Work task ▸ Since pictures are not wanted in the copy, output only the rest of each record exactly.

Data ▸
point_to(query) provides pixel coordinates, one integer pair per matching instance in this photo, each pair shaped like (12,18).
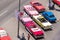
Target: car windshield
(3,33)
(38,4)
(52,16)
(30,8)
(42,19)
(34,26)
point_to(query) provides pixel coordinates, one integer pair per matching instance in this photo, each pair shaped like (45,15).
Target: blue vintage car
(49,16)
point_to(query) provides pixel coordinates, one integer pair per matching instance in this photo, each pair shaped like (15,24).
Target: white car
(39,19)
(30,10)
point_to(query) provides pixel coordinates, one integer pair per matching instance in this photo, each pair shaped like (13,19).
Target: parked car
(4,35)
(42,22)
(38,6)
(30,10)
(49,16)
(32,27)
(56,2)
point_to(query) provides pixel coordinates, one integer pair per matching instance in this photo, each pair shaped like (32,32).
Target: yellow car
(40,20)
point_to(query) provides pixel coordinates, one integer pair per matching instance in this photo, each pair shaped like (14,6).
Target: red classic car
(32,27)
(4,35)
(56,2)
(38,6)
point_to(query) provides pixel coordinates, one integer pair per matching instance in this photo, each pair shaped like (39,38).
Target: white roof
(36,16)
(29,7)
(3,33)
(58,0)
(47,23)
(35,29)
(26,19)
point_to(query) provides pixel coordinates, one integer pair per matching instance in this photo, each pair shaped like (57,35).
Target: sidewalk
(11,27)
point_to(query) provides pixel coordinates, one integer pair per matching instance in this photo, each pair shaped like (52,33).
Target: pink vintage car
(30,10)
(32,27)
(4,35)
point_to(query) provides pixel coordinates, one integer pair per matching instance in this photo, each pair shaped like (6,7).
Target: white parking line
(4,12)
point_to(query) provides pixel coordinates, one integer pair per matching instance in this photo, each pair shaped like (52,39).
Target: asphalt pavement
(8,19)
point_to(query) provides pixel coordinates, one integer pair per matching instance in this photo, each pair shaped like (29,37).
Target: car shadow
(57,9)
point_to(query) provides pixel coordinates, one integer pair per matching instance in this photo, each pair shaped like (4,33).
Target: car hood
(47,24)
(40,7)
(37,31)
(33,12)
(5,38)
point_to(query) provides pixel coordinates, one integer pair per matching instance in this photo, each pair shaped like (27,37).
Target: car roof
(49,13)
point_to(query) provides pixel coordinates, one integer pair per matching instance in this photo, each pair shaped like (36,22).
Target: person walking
(28,36)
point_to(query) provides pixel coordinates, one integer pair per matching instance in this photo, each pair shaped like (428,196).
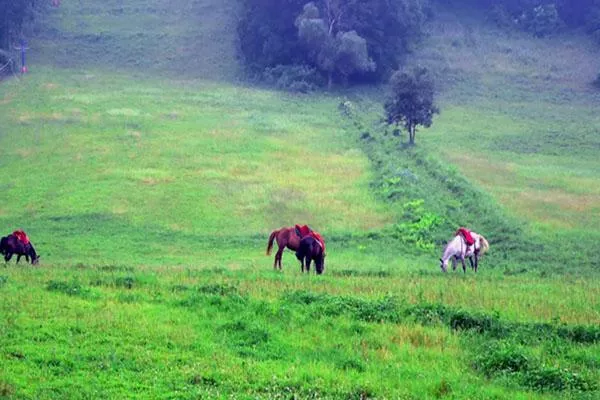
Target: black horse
(10,245)
(310,249)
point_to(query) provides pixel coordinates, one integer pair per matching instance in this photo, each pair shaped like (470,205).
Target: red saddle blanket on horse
(22,236)
(302,230)
(465,233)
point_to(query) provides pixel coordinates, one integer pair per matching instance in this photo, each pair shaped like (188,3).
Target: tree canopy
(344,40)
(13,14)
(410,100)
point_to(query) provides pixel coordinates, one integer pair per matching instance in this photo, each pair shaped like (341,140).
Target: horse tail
(271,239)
(485,246)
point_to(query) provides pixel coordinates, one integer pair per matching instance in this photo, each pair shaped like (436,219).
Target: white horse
(457,249)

Exercise response ▸
point_to(query) provides pixel coordinates, one integer pair per matching instance in this photo, each pair shaped like (12,18).
Target: car windshield
(3,33)
(38,4)
(52,16)
(30,8)
(42,19)
(34,26)
point_to(query) provides pixel coordinates, one integer pair per matching instance in this photo, each pair shaped like (45,15).
Target: blue vintage car
(49,16)
point_to(query) provides pixel coordinates, one integer pair per matching instance in this photo, each pair shaped like (15,24).
Target: white car
(39,19)
(30,10)
point_to(query) provides pixel coordinates, one integer pair per matching instance in this photo, each pair shaped like (13,19).
Target: parked car
(4,35)
(42,22)
(38,6)
(30,10)
(49,16)
(32,27)
(56,2)
point_to(query) provides pixel coordinates, one integer pair per matching instance in this photo, each pair shaped like (32,32).
Target: yellow car
(40,20)
point_to(query) provides pixel coordinates, one integer pair per matching instance in this photo, each pair shaped like (14,6).
Target: red classic car
(32,27)
(4,35)
(56,2)
(38,6)
point_to(query) provides pixel coordinates, one integer pair per matching instance in this photo, each pair shaped like (39,38).
Target: white roof
(36,16)
(29,7)
(3,33)
(58,0)
(47,23)
(35,29)
(26,19)
point_to(query) provides pixel coordinates, one integer pair per matching instance in this photo, each pair shaped like (57,35).
Target: sidewalk
(11,27)
point_to(query) provides pixel coordinates, one integer pair per matching instance in this photo, each pair shaped like (52,33).
Target: pink vintage car
(30,10)
(32,27)
(4,35)
point_to(query) provides pixel coordinates, one integer pair per matching instance in this photo, each pair shaped like (6,7).
Target: white parking line
(4,12)
point_to(query) provides pixel coordinates, one integer pair per matching instance in this photo, each pair shaped like (52,39).
Target: asphalt pavement
(8,19)
point_to(query) provides pixel coordinates, one integer pair per matching instance in this photo, each pair shaped like (29,37).
Target: car shadow
(57,9)
point_to(query) provides pixel coordinates, one integer pair per matching instance in this photo, each pair shaped like (4,33).
Target: car hood
(47,24)
(40,7)
(37,31)
(33,12)
(5,38)
point_to(query) provides pixel coordinates, one integer pair per matching instance in this photo, each pair shaped like (27,37).
Target: car roof
(49,13)
point_to(query) provides pixel coordinates, one integer pair per matching instance in this photo, each pair shaped like (36,22).
Target: person walking
(28,36)
point_to(query) provides pixel coordinates, one integer pair per matching instance in this photo, each pair shaped like (428,196).
Target: black horse
(10,245)
(310,249)
point_to(query) provides pixel coordinates, one integer pair per matching instance in this photo, each pair shaped like (470,205).
Target: red saddle blanket on horse
(22,236)
(302,230)
(465,233)
point_to(query) provides pixel coordinates, one integer pair per matching instance in this photo, each pair shaped like (188,3).
Target: tree canopy
(344,40)
(13,14)
(410,100)
point_to(query) provides pixel coordinates, one integer pair per matching instance in this photo, each pair shaped like (341,140).
Target: horse tail
(271,239)
(485,246)
point_to(query) provides pixel coordinates, one integer pair per matching instance in this photo, each pair shaped like (436,219).
Target: white horse
(457,249)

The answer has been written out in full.